▶ **What needs to be done**
Express the data from its first line through the line containing "87 116 L 215", inclusive, as a JSON list of strings, one string per line, with blank lines left out.

▶ **Data**

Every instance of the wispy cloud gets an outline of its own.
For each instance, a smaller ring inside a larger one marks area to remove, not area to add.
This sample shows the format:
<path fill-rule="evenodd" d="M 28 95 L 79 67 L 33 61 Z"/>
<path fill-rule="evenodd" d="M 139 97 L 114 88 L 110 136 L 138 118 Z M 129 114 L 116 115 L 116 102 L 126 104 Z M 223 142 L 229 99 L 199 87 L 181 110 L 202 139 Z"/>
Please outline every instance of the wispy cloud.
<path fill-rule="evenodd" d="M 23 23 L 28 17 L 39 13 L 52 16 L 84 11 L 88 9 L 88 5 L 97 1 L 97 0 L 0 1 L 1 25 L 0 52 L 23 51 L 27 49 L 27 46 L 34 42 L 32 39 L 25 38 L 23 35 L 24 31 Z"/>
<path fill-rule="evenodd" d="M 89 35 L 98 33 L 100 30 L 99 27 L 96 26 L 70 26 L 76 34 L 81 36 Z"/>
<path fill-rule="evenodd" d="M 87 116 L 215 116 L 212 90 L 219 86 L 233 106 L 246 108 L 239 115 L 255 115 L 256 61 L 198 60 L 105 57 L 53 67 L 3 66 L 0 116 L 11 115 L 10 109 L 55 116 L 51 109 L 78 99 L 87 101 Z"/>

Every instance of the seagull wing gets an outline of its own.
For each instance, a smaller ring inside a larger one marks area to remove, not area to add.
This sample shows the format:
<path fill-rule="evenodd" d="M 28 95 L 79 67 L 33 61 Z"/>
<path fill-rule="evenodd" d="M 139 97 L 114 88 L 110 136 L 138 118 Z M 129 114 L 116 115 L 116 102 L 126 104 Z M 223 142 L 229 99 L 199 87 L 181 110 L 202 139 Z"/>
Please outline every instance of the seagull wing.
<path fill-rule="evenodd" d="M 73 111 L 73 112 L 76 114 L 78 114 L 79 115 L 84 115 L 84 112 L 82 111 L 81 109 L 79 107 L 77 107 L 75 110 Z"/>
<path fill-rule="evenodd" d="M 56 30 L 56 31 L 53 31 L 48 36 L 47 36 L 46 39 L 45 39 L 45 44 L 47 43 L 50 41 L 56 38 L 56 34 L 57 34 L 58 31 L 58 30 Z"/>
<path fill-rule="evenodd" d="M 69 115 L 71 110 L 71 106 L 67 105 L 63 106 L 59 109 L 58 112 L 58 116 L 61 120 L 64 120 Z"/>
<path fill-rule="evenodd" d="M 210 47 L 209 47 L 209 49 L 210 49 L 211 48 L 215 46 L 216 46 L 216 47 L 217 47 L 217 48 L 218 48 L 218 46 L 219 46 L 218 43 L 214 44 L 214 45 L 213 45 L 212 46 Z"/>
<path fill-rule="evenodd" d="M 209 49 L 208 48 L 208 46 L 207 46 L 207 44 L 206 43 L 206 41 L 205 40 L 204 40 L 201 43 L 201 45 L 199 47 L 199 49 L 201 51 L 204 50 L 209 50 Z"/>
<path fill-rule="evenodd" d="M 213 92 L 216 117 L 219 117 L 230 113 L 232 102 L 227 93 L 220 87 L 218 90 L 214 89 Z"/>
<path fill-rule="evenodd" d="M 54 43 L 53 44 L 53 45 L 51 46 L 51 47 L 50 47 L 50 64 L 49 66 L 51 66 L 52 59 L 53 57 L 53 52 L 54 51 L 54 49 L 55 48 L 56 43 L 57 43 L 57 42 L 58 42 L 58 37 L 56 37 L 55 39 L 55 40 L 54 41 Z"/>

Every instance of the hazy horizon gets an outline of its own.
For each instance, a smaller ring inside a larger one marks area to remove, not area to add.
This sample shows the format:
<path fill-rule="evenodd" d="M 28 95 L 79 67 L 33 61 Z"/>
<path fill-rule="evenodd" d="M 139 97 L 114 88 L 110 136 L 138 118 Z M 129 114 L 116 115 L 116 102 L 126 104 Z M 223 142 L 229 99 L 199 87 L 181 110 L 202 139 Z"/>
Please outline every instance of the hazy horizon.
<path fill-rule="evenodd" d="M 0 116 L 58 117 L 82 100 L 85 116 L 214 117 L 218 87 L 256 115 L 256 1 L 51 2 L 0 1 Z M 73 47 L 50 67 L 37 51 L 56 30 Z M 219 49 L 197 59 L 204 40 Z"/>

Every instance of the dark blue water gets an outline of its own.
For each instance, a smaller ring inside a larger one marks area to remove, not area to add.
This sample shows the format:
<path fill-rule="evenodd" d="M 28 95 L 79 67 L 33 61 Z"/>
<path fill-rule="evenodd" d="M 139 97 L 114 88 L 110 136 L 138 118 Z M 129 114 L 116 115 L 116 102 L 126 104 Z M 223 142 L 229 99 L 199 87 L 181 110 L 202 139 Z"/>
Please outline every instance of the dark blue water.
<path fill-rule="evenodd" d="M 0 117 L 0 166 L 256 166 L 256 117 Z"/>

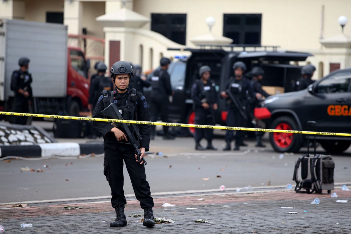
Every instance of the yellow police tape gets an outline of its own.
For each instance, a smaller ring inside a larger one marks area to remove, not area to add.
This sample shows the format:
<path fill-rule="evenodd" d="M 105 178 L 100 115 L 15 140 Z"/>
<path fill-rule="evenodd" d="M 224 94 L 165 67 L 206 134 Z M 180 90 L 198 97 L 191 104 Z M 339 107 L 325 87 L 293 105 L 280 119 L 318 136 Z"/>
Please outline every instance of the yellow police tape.
<path fill-rule="evenodd" d="M 172 126 L 173 127 L 184 127 L 188 128 L 211 128 L 212 129 L 223 129 L 224 130 L 241 130 L 252 131 L 254 132 L 267 132 L 282 133 L 298 133 L 300 134 L 311 134 L 330 136 L 351 136 L 351 133 L 329 133 L 322 132 L 310 132 L 309 131 L 298 131 L 296 130 L 285 130 L 279 129 L 269 129 L 267 128 L 244 128 L 239 127 L 228 127 L 227 126 L 215 126 L 213 125 L 203 125 L 198 124 L 188 124 L 187 123 L 164 123 L 158 122 L 148 122 L 146 121 L 137 121 L 135 120 L 125 120 L 111 119 L 100 119 L 100 118 L 90 118 L 88 117 L 77 117 L 75 116 L 65 116 L 53 115 L 43 115 L 39 114 L 27 114 L 0 111 L 0 115 L 15 115 L 27 117 L 35 117 L 50 119 L 63 119 L 86 120 L 87 121 L 99 121 L 100 122 L 114 122 L 116 123 L 125 123 L 136 124 L 146 124 L 151 125 L 161 125 L 163 126 Z"/>

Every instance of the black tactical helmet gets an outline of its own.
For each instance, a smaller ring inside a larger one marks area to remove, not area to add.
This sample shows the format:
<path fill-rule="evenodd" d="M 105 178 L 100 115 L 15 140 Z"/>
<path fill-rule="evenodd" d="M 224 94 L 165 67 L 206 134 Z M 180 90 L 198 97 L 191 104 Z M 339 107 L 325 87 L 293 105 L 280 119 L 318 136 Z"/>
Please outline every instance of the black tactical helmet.
<path fill-rule="evenodd" d="M 246 65 L 241 61 L 236 62 L 233 65 L 233 69 L 235 70 L 237 68 L 240 68 L 243 70 L 246 71 Z"/>
<path fill-rule="evenodd" d="M 107 69 L 107 67 L 106 66 L 105 64 L 102 62 L 100 62 L 96 66 L 96 69 L 99 71 L 105 72 Z"/>
<path fill-rule="evenodd" d="M 111 78 L 114 77 L 115 75 L 120 74 L 129 74 L 131 76 L 134 76 L 133 74 L 133 67 L 129 63 L 125 61 L 119 61 L 113 63 L 111 68 Z"/>
<path fill-rule="evenodd" d="M 22 66 L 26 66 L 28 65 L 29 62 L 29 59 L 26 57 L 21 57 L 18 60 L 18 65 L 20 67 Z"/>
<path fill-rule="evenodd" d="M 160 60 L 160 65 L 161 66 L 165 66 L 171 63 L 171 60 L 169 59 L 164 57 Z"/>
<path fill-rule="evenodd" d="M 301 75 L 311 75 L 313 73 L 313 69 L 310 66 L 305 66 L 301 69 Z"/>
<path fill-rule="evenodd" d="M 310 63 L 306 65 L 306 67 L 310 67 L 312 68 L 312 70 L 313 70 L 313 72 L 316 71 L 316 67 Z"/>
<path fill-rule="evenodd" d="M 102 62 L 100 61 L 98 61 L 95 63 L 95 65 L 94 65 L 94 68 L 95 70 L 98 69 L 98 65 L 99 65 L 99 63 L 100 63 L 100 62 Z"/>
<path fill-rule="evenodd" d="M 204 72 L 211 71 L 211 68 L 208 66 L 206 65 L 202 66 L 199 69 L 199 75 L 201 77 Z"/>
<path fill-rule="evenodd" d="M 254 76 L 263 75 L 264 75 L 264 71 L 259 67 L 255 67 L 251 70 L 251 74 Z"/>

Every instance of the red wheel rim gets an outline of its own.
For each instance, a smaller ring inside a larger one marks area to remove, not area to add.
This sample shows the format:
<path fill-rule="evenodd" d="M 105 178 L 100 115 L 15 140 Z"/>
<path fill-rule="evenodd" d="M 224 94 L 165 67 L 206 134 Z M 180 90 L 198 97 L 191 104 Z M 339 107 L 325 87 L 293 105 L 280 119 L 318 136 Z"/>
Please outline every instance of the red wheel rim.
<path fill-rule="evenodd" d="M 189 124 L 195 124 L 195 113 L 191 112 L 189 115 L 189 119 L 188 119 L 188 123 Z M 189 128 L 189 130 L 193 134 L 195 133 L 195 128 Z"/>
<path fill-rule="evenodd" d="M 282 122 L 276 126 L 276 129 L 283 130 L 292 130 L 291 127 L 286 123 Z M 274 142 L 278 146 L 282 148 L 287 148 L 291 145 L 294 139 L 292 133 L 273 133 Z"/>

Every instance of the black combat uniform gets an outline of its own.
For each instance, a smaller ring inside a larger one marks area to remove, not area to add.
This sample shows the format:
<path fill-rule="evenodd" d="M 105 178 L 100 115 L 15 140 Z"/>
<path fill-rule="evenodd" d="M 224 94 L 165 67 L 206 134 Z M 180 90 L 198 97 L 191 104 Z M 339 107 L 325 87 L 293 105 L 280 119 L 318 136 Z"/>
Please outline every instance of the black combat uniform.
<path fill-rule="evenodd" d="M 168 122 L 169 96 L 172 95 L 171 79 L 167 70 L 160 69 L 155 71 L 151 79 L 152 92 L 151 95 L 151 121 L 157 121 L 159 115 L 163 122 Z M 151 126 L 151 138 L 155 135 L 155 126 Z M 168 127 L 163 126 L 164 138 L 171 138 L 168 134 Z"/>
<path fill-rule="evenodd" d="M 195 124 L 202 125 L 214 125 L 214 111 L 213 105 L 218 103 L 218 96 L 216 89 L 216 85 L 210 80 L 204 83 L 201 79 L 196 80 L 193 85 L 191 98 L 194 101 L 195 112 Z M 204 102 L 210 105 L 210 108 L 205 109 L 201 106 Z M 212 128 L 196 128 L 195 140 L 197 146 L 205 135 L 207 141 L 207 149 L 215 149 L 212 146 L 213 139 L 213 129 Z"/>
<path fill-rule="evenodd" d="M 29 103 L 33 96 L 33 92 L 31 83 L 33 81 L 32 75 L 27 71 L 22 72 L 21 70 L 13 72 L 11 77 L 11 89 L 14 92 L 15 96 L 13 100 L 13 111 L 15 112 L 28 113 L 29 112 Z M 17 91 L 22 89 L 29 94 L 29 96 L 26 98 L 24 95 Z M 25 125 L 27 122 L 27 117 L 17 116 L 15 118 L 14 123 Z"/>
<path fill-rule="evenodd" d="M 105 75 L 97 75 L 92 80 L 89 88 L 88 103 L 93 105 L 93 109 L 95 108 L 101 92 L 104 89 L 108 91 L 113 89 L 113 83 L 111 79 Z"/>
<path fill-rule="evenodd" d="M 133 76 L 133 69 L 128 62 L 120 61 L 115 63 L 111 68 L 111 76 L 115 79 L 115 75 L 127 74 Z M 130 79 L 130 78 L 129 78 Z M 103 118 L 101 111 L 109 105 L 114 103 L 125 120 L 149 121 L 150 120 L 146 99 L 141 93 L 134 89 L 127 87 L 119 89 L 118 87 L 113 91 L 104 90 L 99 97 L 93 117 Z M 118 90 L 126 91 L 119 93 Z M 117 123 L 118 128 L 123 129 L 120 124 Z M 127 225 L 124 214 L 124 205 L 127 202 L 123 190 L 123 161 L 126 164 L 133 189 L 137 199 L 140 202 L 140 207 L 144 209 L 144 220 L 143 225 L 148 227 L 154 225 L 152 207 L 153 200 L 151 196 L 150 186 L 146 181 L 145 163 L 136 161 L 135 148 L 129 142 L 123 139 L 118 141 L 113 133 L 110 131 L 113 127 L 110 123 L 94 121 L 93 126 L 103 136 L 105 155 L 104 161 L 104 174 L 111 188 L 112 198 L 111 203 L 114 208 L 117 217 L 110 224 L 111 227 L 120 227 Z M 142 139 L 139 141 L 139 148 L 144 148 L 148 151 L 150 142 L 150 126 L 137 125 Z M 130 126 L 131 131 L 136 139 L 137 133 Z"/>
<path fill-rule="evenodd" d="M 234 96 L 239 104 L 239 108 L 243 110 L 242 112 L 246 113 L 245 110 L 247 107 L 245 106 L 245 105 L 248 98 L 253 99 L 256 98 L 253 89 L 250 81 L 243 77 L 240 80 L 232 77 L 227 82 L 225 87 L 226 90 L 229 90 Z M 243 125 L 245 119 L 240 114 L 238 107 L 229 97 L 227 99 L 226 103 L 228 111 L 227 125 L 231 127 L 244 127 Z M 230 149 L 230 144 L 233 140 L 233 130 L 228 130 L 225 134 L 225 139 L 227 146 L 229 144 Z M 239 149 L 243 140 L 244 134 L 243 131 L 237 131 L 235 135 L 235 149 Z"/>

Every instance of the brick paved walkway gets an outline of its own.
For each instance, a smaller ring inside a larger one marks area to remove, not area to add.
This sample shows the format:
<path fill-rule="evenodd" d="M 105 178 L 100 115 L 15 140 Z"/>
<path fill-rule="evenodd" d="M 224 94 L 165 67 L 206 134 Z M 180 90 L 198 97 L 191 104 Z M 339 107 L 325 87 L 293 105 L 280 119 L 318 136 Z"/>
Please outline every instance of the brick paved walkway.
<path fill-rule="evenodd" d="M 135 200 L 128 201 L 125 210 L 128 225 L 122 228 L 110 227 L 115 213 L 110 203 L 103 201 L 77 202 L 70 205 L 83 208 L 69 210 L 63 208 L 67 204 L 59 203 L 2 209 L 0 225 L 4 226 L 5 233 L 351 233 L 351 191 L 335 192 L 338 198 L 292 191 L 156 198 L 155 216 L 175 222 L 156 224 L 151 229 L 137 222 L 140 217 L 127 216 L 143 213 Z M 320 203 L 311 205 L 316 198 Z M 338 199 L 348 201 L 337 203 Z M 163 207 L 165 202 L 175 206 Z M 208 222 L 194 223 L 200 219 L 206 219 Z M 33 226 L 21 228 L 24 222 Z"/>

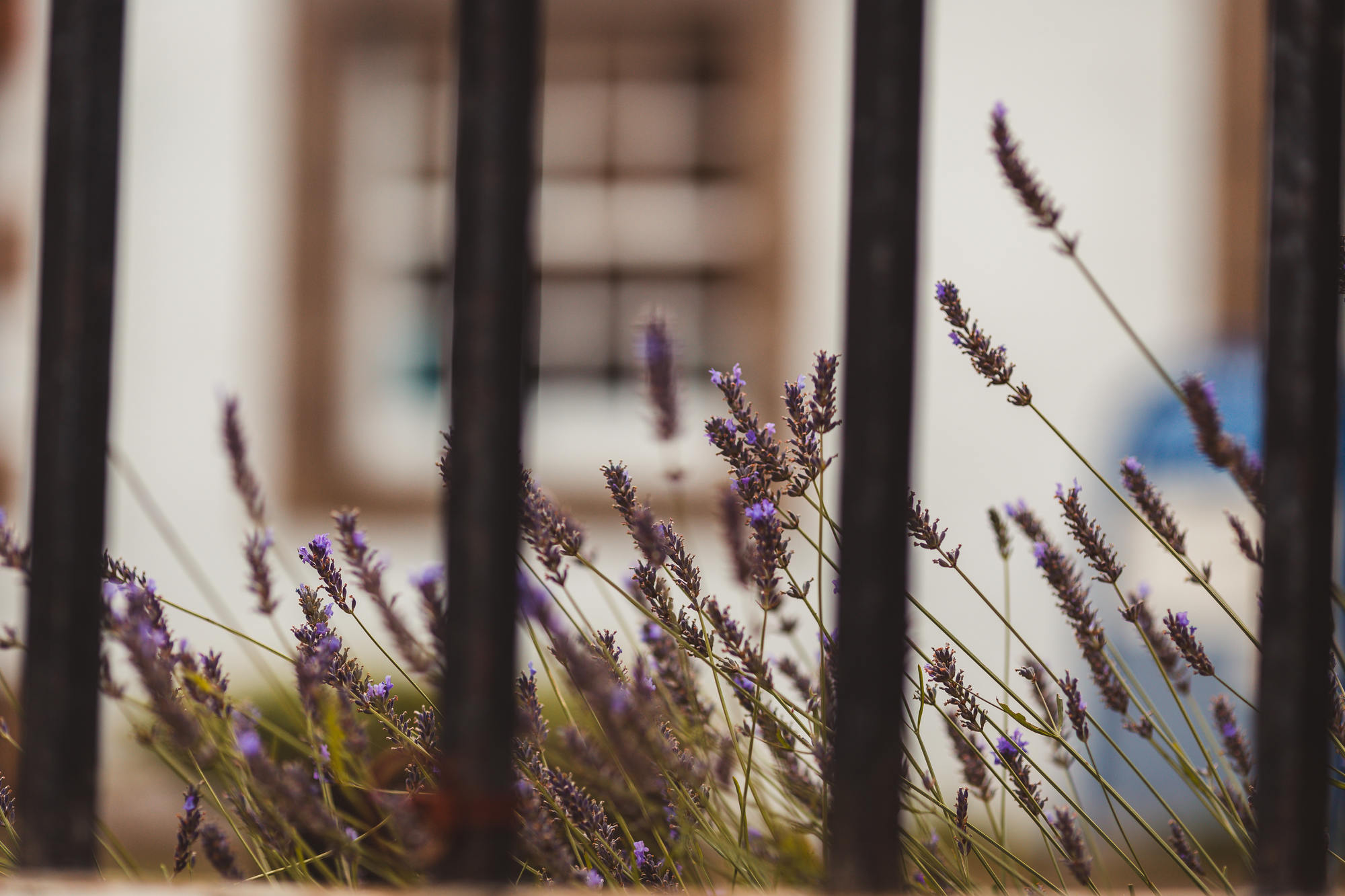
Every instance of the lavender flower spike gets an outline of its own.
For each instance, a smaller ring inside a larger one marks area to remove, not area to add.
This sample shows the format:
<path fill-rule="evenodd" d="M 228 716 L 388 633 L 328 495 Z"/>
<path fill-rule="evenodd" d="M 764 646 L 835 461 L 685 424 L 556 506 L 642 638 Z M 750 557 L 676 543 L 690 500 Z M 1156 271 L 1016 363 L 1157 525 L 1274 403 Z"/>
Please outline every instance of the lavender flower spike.
<path fill-rule="evenodd" d="M 959 732 L 955 716 L 944 716 L 944 720 L 948 722 L 952 752 L 962 763 L 962 780 L 967 782 L 968 787 L 975 788 L 978 799 L 989 802 L 995 792 L 991 783 L 994 779 L 990 776 L 990 770 L 986 768 L 986 756 L 981 752 L 979 739 L 972 732 Z"/>
<path fill-rule="evenodd" d="M 1107 544 L 1107 535 L 1102 526 L 1088 515 L 1088 509 L 1079 500 L 1080 491 L 1083 490 L 1077 480 L 1068 491 L 1057 484 L 1056 500 L 1060 502 L 1064 513 L 1065 527 L 1079 544 L 1079 553 L 1087 557 L 1088 565 L 1098 570 L 1099 581 L 1112 584 L 1120 578 L 1120 570 L 1124 566 L 1116 560 L 1116 550 Z"/>
<path fill-rule="evenodd" d="M 27 572 L 30 553 L 30 548 L 19 541 L 5 519 L 4 510 L 0 510 L 0 566 Z"/>
<path fill-rule="evenodd" d="M 276 544 L 270 529 L 257 529 L 243 542 L 243 557 L 247 560 L 247 591 L 257 596 L 257 612 L 266 616 L 276 612 L 280 601 L 272 595 L 270 565 L 266 552 Z"/>
<path fill-rule="evenodd" d="M 221 877 L 225 880 L 242 880 L 243 873 L 238 868 L 238 862 L 234 860 L 234 850 L 229 846 L 229 838 L 225 831 L 219 830 L 214 825 L 206 825 L 200 829 L 200 849 L 206 853 L 206 861 L 210 862 Z"/>
<path fill-rule="evenodd" d="M 1163 539 L 1173 546 L 1178 554 L 1186 553 L 1186 533 L 1177 525 L 1171 507 L 1158 494 L 1149 476 L 1145 475 L 1145 465 L 1134 457 L 1120 461 L 1120 482 L 1126 491 L 1135 499 L 1135 506 Z"/>
<path fill-rule="evenodd" d="M 1173 848 L 1173 852 L 1177 853 L 1177 857 L 1186 864 L 1186 868 L 1204 877 L 1205 866 L 1200 862 L 1200 856 L 1196 854 L 1196 850 L 1190 848 L 1190 841 L 1186 839 L 1186 831 L 1184 831 L 1181 825 L 1178 825 L 1173 818 L 1167 819 L 1167 830 L 1171 831 L 1171 837 L 1167 838 L 1167 844 Z"/>
<path fill-rule="evenodd" d="M 654 433 L 660 441 L 677 435 L 677 369 L 667 322 L 655 315 L 640 332 L 644 379 L 654 406 Z"/>
<path fill-rule="evenodd" d="M 962 305 L 962 296 L 951 280 L 935 284 L 933 296 L 939 300 L 943 316 L 954 326 L 952 344 L 971 359 L 971 367 L 986 378 L 991 386 L 1009 386 L 1009 404 L 1020 408 L 1032 404 L 1032 390 L 1026 383 L 1013 383 L 1013 365 L 1003 346 L 995 346 L 990 334 L 981 328 L 979 322 Z"/>
<path fill-rule="evenodd" d="M 1081 885 L 1087 887 L 1092 874 L 1092 858 L 1084 849 L 1084 838 L 1079 830 L 1079 819 L 1068 809 L 1056 809 L 1050 813 L 1050 826 L 1060 837 L 1060 846 L 1065 850 L 1069 870 Z"/>
<path fill-rule="evenodd" d="M 1046 192 L 1046 188 L 1041 186 L 1036 172 L 1028 167 L 1028 161 L 1022 157 L 1022 153 L 1018 152 L 1018 141 L 1013 139 L 1013 132 L 1009 130 L 1009 110 L 1005 109 L 1002 102 L 997 102 L 995 108 L 990 112 L 990 137 L 994 141 L 993 152 L 999 161 L 999 170 L 1003 172 L 1009 186 L 1013 187 L 1013 191 L 1018 194 L 1018 199 L 1022 202 L 1024 209 L 1028 210 L 1028 215 L 1033 219 L 1033 223 L 1044 230 L 1054 230 L 1060 222 L 1061 209 L 1050 198 L 1050 194 Z M 1077 237 L 1061 237 L 1061 241 L 1065 244 L 1067 250 L 1073 250 L 1079 242 Z"/>
<path fill-rule="evenodd" d="M 1219 413 L 1215 387 L 1198 374 L 1181 381 L 1186 396 L 1186 414 L 1196 428 L 1196 445 L 1213 465 L 1232 474 L 1247 499 L 1260 510 L 1260 460 L 1240 440 L 1224 432 L 1224 418 Z"/>
<path fill-rule="evenodd" d="M 182 815 L 178 815 L 178 846 L 172 854 L 172 873 L 178 874 L 196 864 L 196 853 L 192 846 L 200 835 L 200 791 L 195 784 L 187 786 L 187 794 L 182 803 Z"/>
<path fill-rule="evenodd" d="M 958 788 L 956 813 L 954 819 L 958 825 L 958 852 L 966 856 L 971 852 L 971 839 L 967 837 L 967 788 Z"/>
<path fill-rule="evenodd" d="M 266 522 L 266 502 L 262 499 L 261 483 L 247 463 L 247 443 L 243 439 L 243 428 L 238 421 L 238 398 L 229 396 L 225 398 L 223 421 L 225 451 L 229 452 L 229 465 L 234 478 L 234 490 L 243 499 L 247 517 L 257 527 L 264 527 Z"/>
<path fill-rule="evenodd" d="M 1243 779 L 1252 774 L 1252 751 L 1247 745 L 1247 739 L 1237 726 L 1237 716 L 1233 705 L 1223 694 L 1215 697 L 1210 708 L 1215 712 L 1215 724 L 1219 725 L 1219 739 L 1224 743 L 1224 755 L 1232 763 Z"/>
<path fill-rule="evenodd" d="M 1060 690 L 1065 696 L 1065 714 L 1069 716 L 1069 724 L 1073 726 L 1075 733 L 1079 735 L 1079 740 L 1088 740 L 1088 716 L 1084 710 L 1088 709 L 1088 704 L 1084 702 L 1083 696 L 1079 693 L 1079 679 L 1071 678 L 1069 673 L 1065 673 L 1060 678 Z"/>
<path fill-rule="evenodd" d="M 1173 639 L 1173 644 L 1181 651 L 1190 670 L 1197 675 L 1213 675 L 1215 663 L 1209 662 L 1205 644 L 1196 640 L 1196 627 L 1190 624 L 1190 618 L 1184 612 L 1174 613 L 1169 609 L 1163 616 L 1163 624 L 1167 626 L 1167 636 Z"/>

▶ **Full response**
[
  "Every instance of the wispy cloud gets an outline of its own.",
  "For each instance, a smaller ring inside a larger one marks area to remove, not area to add.",
  "This sample shows the format:",
  "<path fill-rule=\"evenodd\" d=\"M 28 95 L 79 67 L 33 61 Z\"/>",
  "<path fill-rule=\"evenodd\" d=\"M 139 97 L 114 88 L 110 136 L 138 118 Z M 129 114 L 116 115 L 116 102 L 126 104 Z M 223 142 L 229 99 L 199 87 L 181 110 L 202 139 Z\"/>",
  "Please outline every instance of the wispy cloud.",
  "<path fill-rule=\"evenodd\" d=\"M 23 23 L 28 17 L 39 13 L 52 16 L 84 11 L 88 9 L 88 5 L 97 1 L 97 0 L 0 1 L 1 25 L 0 52 L 23 51 L 27 49 L 27 46 L 34 42 L 32 39 L 25 38 L 23 35 L 24 31 Z\"/>",
  "<path fill-rule=\"evenodd\" d=\"M 89 35 L 98 33 L 100 30 L 99 27 L 96 26 L 70 26 L 76 34 L 81 36 Z\"/>",
  "<path fill-rule=\"evenodd\" d=\"M 87 116 L 215 116 L 212 90 L 219 86 L 233 106 L 246 108 L 239 115 L 255 115 L 256 61 L 198 60 L 105 57 L 53 67 L 3 66 L 0 116 L 11 115 L 10 109 L 55 116 L 51 109 L 78 99 L 87 101 Z\"/>"
]